• [PAGE EXTRACT]:
****************************************
Natural-based hydrogels enriched with immobilized enzymes for wastewater treatment
Amponsah, Oscar (2025)
Diplomityö
Amponsah, Oscar
2025
School of Engineering Science, Kemiantekniikka
Kaikki oikeudet pidätetään.
Julkaisun pysyvä osoite on
https://urn.fi/URN:NBN:fi-fe2025082684582
https://urn.fi/URN:NBN:fi-fe2025082684582
Tiivistelmä
Conventional wastewater treatment systems often have limitations in effectively removing recalcitrant pollutants, including dyes, pharmaceuticals, toxic industrial chemicals, etc., posing severe health and environmental risks, and necessitating efficient and eco-friendly alternatives. Utilizing biological systems such as enzyme-based treatment presents a viable alternative for removing these compounds but often suffers low stability, leaching, and mass transfer limitations, hindering real world scalability. This project seeks to produce an efficient, sustainable and eco-friendly laccase-immobilized hydrogel biocomposite from natural sources, for enhanced degradation of selected dyes and non-chromophoric phenolic pollutants. The study emphasizes the development of novel hybrid carrier system for enzyme immobilization to obtain a synergistic improvement of laccase degradation action. Characterization by FTIR analysis confirmed successful immobilization of laccase, whereas spectrophotometric analysis comprehensively evaluated catalytic performance, thermal response, operational stability, storage stability, leaching behavior and reusability of obtained heterogenous biocatalyst. Glutaraldehyde-crosslinked biocomposite retained >90% activity after 5 reaction cycles performed with ABTS as the substrate, demonstrated 94.8% and 90.7% decolorization efficiency for the selected dyes, as well as exhibited superior stability over native/free form of laccase. However, in case of phenolic compounds, severe enzyme inactivation was observed due to irreversible adsorption of oxidative byproducts. The results highlight the potential of the biocomposite for effective dye decolorization and future strategies for improving stability against complex phenolic pollutants.
****************************************
• [SOURCE MATERIAL]:

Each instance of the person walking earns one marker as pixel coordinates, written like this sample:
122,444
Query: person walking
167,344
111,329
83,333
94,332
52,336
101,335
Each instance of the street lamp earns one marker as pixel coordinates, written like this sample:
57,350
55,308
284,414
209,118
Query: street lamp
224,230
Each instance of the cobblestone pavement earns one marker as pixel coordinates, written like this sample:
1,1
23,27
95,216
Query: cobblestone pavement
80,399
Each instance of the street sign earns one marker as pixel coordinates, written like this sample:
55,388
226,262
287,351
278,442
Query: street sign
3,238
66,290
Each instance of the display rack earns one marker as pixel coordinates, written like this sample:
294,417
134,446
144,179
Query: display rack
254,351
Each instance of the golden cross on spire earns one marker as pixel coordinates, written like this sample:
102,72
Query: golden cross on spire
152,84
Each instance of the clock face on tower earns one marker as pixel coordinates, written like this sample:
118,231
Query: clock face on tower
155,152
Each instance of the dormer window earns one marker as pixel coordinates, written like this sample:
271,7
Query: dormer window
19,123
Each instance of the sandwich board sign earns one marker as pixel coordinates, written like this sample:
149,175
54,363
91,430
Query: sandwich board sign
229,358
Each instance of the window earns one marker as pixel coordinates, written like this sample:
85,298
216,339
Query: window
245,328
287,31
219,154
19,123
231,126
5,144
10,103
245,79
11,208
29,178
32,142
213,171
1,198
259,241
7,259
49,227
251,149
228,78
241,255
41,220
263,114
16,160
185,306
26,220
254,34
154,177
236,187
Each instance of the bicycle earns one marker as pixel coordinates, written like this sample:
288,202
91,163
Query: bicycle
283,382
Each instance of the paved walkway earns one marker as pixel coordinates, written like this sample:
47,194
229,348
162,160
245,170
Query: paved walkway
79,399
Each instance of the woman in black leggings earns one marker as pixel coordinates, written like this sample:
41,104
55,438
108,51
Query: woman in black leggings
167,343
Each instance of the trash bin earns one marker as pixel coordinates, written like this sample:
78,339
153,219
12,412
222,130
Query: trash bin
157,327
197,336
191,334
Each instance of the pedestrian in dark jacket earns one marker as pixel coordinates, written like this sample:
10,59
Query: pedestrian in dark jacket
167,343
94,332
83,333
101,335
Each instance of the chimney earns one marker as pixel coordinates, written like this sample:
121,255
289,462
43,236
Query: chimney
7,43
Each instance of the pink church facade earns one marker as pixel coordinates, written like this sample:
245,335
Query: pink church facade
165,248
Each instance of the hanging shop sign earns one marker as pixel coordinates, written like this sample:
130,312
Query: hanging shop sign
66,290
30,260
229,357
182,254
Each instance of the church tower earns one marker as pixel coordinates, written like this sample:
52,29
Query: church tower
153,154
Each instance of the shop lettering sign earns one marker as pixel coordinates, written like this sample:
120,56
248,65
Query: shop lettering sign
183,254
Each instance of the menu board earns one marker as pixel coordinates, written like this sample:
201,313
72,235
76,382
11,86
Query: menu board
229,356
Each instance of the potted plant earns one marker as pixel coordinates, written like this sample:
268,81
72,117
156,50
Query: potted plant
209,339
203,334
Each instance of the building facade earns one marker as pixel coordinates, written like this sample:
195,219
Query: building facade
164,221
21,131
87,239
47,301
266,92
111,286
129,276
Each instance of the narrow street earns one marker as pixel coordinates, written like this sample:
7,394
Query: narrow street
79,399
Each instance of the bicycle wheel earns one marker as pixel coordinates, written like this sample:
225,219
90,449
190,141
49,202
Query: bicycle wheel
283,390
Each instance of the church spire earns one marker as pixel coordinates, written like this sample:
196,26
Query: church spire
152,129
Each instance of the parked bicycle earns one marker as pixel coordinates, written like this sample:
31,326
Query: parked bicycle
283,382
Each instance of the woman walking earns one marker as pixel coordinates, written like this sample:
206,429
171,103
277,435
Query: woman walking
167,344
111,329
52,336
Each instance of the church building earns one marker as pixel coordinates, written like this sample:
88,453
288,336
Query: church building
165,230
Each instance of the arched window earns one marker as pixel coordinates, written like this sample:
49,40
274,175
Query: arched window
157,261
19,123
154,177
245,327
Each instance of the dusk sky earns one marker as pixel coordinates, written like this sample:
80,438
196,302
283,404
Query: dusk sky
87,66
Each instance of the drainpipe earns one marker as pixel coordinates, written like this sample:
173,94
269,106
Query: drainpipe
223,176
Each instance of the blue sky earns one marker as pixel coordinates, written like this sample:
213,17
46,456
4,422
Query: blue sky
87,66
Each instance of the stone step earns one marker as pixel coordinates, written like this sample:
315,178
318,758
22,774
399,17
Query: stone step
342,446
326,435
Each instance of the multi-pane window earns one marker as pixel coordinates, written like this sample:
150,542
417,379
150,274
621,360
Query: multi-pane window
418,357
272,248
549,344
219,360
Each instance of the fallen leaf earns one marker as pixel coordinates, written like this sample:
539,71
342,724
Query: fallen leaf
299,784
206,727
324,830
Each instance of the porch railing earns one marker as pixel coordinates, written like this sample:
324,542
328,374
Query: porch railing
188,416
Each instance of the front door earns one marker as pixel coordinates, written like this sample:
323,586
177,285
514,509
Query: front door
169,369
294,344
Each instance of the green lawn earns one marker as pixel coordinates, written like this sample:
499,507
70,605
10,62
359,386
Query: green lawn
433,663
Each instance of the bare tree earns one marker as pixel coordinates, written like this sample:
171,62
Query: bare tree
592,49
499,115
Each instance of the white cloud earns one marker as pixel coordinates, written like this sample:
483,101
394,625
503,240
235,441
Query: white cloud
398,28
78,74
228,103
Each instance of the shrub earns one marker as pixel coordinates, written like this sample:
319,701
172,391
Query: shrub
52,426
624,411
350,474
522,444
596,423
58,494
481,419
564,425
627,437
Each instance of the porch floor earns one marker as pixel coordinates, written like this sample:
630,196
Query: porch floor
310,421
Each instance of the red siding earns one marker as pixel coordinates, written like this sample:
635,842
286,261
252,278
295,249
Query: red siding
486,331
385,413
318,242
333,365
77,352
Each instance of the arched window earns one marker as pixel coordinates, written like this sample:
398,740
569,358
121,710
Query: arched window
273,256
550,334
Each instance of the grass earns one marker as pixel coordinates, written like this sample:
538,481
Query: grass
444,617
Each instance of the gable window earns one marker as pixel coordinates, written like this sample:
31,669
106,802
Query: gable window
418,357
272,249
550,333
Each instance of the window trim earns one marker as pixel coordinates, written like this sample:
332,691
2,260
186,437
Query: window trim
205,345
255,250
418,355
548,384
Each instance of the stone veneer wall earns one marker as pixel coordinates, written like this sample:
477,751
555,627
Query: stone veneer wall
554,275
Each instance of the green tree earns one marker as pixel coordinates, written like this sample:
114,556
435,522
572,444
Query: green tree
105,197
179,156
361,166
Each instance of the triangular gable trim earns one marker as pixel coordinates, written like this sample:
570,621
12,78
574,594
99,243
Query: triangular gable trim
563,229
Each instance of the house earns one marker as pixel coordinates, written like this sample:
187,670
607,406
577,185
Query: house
****************************************
• [TASK BRIEF]: According to the hydrogel abstract, what share of its activity did the glutaraldehyde-crosslinked biocomposite retain after 5 reaction cycles with ABTS as the substrate? Use only the hydrogel abstract as your source.

• [ANSWER]: It retained more than 90% of its activity.